→ Work to complete: A word-for-word transcription of all the data is required.

→ Information shown:

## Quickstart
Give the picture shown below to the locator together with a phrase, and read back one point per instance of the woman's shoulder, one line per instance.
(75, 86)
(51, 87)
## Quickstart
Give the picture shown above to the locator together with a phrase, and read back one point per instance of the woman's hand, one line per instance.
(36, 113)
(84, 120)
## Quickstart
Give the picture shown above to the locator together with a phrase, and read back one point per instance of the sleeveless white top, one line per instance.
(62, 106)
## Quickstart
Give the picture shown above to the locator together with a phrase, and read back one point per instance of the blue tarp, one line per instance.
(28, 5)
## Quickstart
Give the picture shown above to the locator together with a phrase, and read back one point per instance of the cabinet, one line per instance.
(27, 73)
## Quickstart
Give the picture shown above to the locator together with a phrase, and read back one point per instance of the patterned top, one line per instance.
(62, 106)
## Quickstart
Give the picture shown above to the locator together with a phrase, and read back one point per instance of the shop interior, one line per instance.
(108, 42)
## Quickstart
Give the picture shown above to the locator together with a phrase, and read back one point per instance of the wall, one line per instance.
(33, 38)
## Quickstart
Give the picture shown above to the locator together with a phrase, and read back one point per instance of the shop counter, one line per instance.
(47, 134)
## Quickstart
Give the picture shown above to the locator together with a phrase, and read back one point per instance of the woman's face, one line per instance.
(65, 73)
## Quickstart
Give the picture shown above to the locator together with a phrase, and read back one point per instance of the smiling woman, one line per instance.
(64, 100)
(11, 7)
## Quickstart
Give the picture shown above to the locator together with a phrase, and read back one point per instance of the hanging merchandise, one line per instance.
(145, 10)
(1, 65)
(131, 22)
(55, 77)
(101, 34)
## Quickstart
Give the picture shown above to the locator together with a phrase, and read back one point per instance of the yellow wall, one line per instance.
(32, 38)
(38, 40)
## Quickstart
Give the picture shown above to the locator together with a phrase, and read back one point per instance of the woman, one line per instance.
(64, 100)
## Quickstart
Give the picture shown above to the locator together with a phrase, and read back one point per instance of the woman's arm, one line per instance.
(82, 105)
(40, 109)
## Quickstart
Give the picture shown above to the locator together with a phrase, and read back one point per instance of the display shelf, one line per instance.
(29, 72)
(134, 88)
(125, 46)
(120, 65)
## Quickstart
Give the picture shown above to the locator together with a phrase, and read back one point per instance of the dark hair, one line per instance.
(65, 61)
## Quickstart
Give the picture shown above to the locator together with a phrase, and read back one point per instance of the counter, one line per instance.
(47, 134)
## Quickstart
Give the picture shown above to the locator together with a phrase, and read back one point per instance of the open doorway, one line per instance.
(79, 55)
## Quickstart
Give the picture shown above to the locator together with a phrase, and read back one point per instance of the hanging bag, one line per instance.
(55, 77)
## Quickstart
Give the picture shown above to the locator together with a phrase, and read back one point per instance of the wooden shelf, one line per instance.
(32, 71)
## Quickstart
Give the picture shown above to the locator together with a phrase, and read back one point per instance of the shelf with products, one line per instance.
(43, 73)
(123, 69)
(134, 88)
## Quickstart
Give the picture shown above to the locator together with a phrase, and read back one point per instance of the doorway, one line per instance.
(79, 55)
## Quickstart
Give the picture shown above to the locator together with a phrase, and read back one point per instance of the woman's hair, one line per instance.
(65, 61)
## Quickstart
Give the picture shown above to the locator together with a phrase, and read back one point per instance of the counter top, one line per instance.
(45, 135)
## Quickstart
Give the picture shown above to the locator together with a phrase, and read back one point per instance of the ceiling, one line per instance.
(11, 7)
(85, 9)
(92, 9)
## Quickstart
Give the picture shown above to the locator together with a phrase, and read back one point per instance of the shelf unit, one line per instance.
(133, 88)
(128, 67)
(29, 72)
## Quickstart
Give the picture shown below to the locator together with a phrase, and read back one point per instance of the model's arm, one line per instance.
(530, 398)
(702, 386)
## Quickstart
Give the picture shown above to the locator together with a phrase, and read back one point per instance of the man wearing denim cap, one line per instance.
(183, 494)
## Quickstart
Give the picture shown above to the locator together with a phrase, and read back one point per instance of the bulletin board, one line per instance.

→ Expected answer:
## Quickstart
Give the picture shown below to the locator together with a phrase, and read back one point per instance of the woman's shoulder, one line per instance.
(75, 86)
(51, 87)
## Quickstart
Give the picture shown above to the locator together with a phrase, and read back one point per instance of the woman's hand, one line per instance.
(36, 113)
(84, 120)
## Quickstart
Give the picture shown above to the locator together with a phrase, and read back one point per instance of the sleeveless white top, one line per instance.
(62, 106)
## Quickstart
Give the picture shown above to the locator together with a phrase, and read back one point per instance of the blue tarp, one line per instance.
(28, 5)
## Quickstart
Give the picture shown above to the locator together with a phrase, and read back one point per instance of the cabinet, one line per instance.
(27, 73)
## Quickstart
Give the picture shown above to the locator together with a phrase, and read back one point per instance of the patterned top, one line per instance.
(62, 106)
## Quickstart
Give the picture shown above to the locator together with a phrase, and read back one point per instance of the shop interior, one line per instance.
(108, 42)
## Quickstart
Give the picture shown above to the locator together with a phrase, and read back one point per instance of the wall, one line per instance.
(33, 38)
## Quickstart
Give the picture shown above to the locator together with a phrase, and read back one point per instance of the shop counter, one line per instance.
(47, 134)
## Quickstart
Give the picture shown above to the locator together with a phrase, and read back one point per instance of the woman's face, one line per instance.
(65, 73)
## Quickstart
Give the picture shown above to the locator together with a phrase, and read back one point per instance of the smiling woman, one line per instance.
(64, 100)
(11, 7)
## Quickstart
Give the picture shown above to the locator together with a phrase, and read back one point per instance of the hanging merchandise, one line per instance.
(145, 10)
(1, 65)
(131, 22)
(55, 77)
(101, 34)
## Quickstart
Give the picture shown above to the locator together with a phrase, and read back one point per instance of the yellow wall, one line per instance.
(32, 38)
(38, 40)
## Quickstart
Give the picture shown above to the locator together with a phrase, and read back one point per instance of the woman, one line per instance.
(64, 100)
## Quickstart
Give the picture shown above to the locator together with a phrase, and read back one point per instance of the woman's arm, one line per instance.
(82, 105)
(40, 109)
## Quickstart
Give the picture shown above to the locator together with a phrase, and read back one point per instance of the display shelf, one line per instance.
(29, 72)
(134, 88)
(125, 46)
(120, 65)
## Quickstart
Give the picture shown above to the locator together with a phrase, and read back one point per instance of the dark hair, one line per instance.
(65, 61)
## Quickstart
Give the picture shown above to the locator together with a phrase, and read back one point per instance of the counter, one line per instance.
(47, 134)
## Quickstart
Give the picture shown above to the locator together with a phrase, and read back one point per instance of the open doorway, one line per instance.
(79, 55)
## Quickstart
Give the picture shown above to the locator together with a phrase, and read back one point per instance of the hanging bag, one line per instance.
(55, 77)
## Quickstart
Give the picture shown above to the locator together with a phrase, and read back one point per instance of the wooden shelf, one line per instance.
(32, 71)
## Quickstart
Give the picture shown above to the locator together with a phrase, and read back one point per instance of the shelf with products, one line per instance.
(43, 73)
(123, 69)
(134, 88)
## Quickstart
Give the picture shown above to the locator together with a phrase, and read back one point per instance of the doorway, one line per instance.
(79, 55)
## Quickstart
Give the picture shown above to the locator together with a phrase, and read back one point per instance of the woman's hair, one line per instance.
(65, 61)
## Quickstart
Give the picture shown above to the locator together with a phrase, and read back one point per instance of the counter top, one line per instance.
(45, 135)
## Quickstart
Give the picture shown above to the locator together with a phrase, and read back one point per instance of the ceiling, one line per instance.
(11, 7)
(85, 9)
(92, 9)
## Quickstart
Give the picture shown above to the locator together with a phrase, and read back one point per instance of the shelf unit, one line per instance.
(133, 88)
(128, 67)
(29, 72)
## Quickstart
Give the picture shown below to the locator together with a phrase, and read back one point per instance of the model's arm, one line per instance.
(530, 398)
(702, 386)
## Quickstart
Give the picture shown above to the locator together with a phrase, and read back one point per instance of the man wearing denim cap, one line per instance.
(183, 494)
## Quickstart
Give the picture shown above to the locator together with a phrase, and read back one point per instance of the bulletin board, one line per instance.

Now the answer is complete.